▶ JOB:
Pull out every line in the entries below that contains the string "block", treating uppercase and lowercase letters as distinct.

▶ EXERCISE MATERIAL:
------------------------------------------------------------------------

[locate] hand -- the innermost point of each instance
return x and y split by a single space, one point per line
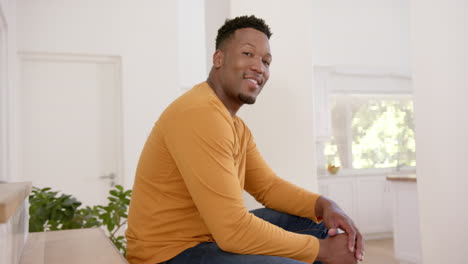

------------------------------------------------------------------------

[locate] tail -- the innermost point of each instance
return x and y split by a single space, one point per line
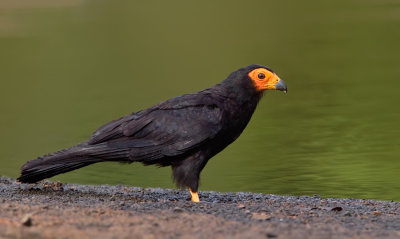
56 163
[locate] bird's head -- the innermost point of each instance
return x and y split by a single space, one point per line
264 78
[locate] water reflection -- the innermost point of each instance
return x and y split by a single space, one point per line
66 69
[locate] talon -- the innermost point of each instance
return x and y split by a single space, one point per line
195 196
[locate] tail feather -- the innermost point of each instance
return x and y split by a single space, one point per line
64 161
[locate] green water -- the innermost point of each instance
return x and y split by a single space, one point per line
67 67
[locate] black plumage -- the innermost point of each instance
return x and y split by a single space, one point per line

------------------------------------------------------------------------

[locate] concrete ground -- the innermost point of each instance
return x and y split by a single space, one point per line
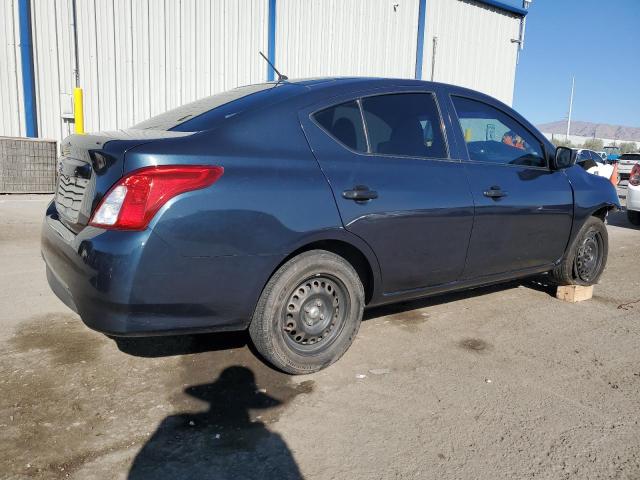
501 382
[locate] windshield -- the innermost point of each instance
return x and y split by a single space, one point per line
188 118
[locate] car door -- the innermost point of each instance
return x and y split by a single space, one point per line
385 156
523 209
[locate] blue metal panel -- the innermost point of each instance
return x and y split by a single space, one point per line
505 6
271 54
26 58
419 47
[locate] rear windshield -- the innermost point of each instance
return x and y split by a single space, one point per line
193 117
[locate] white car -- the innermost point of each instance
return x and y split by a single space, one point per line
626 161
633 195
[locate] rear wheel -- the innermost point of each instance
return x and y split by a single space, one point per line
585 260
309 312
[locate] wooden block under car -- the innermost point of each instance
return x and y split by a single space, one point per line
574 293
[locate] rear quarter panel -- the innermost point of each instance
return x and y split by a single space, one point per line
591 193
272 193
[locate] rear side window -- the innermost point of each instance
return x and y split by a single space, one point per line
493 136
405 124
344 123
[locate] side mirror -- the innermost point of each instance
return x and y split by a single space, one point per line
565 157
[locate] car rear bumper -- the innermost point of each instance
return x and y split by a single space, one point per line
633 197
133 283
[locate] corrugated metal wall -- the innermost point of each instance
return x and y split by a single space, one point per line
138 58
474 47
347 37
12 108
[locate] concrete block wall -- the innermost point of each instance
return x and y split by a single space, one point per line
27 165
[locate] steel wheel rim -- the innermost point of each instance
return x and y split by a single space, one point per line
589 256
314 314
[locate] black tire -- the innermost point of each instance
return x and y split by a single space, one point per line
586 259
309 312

------------------------------------------------------------------------

▶ FINISHED ANSWER:
[locate] wooden block under car -- the innermost point of each instance
[locate] concrete block wall -- the innermost point of each instance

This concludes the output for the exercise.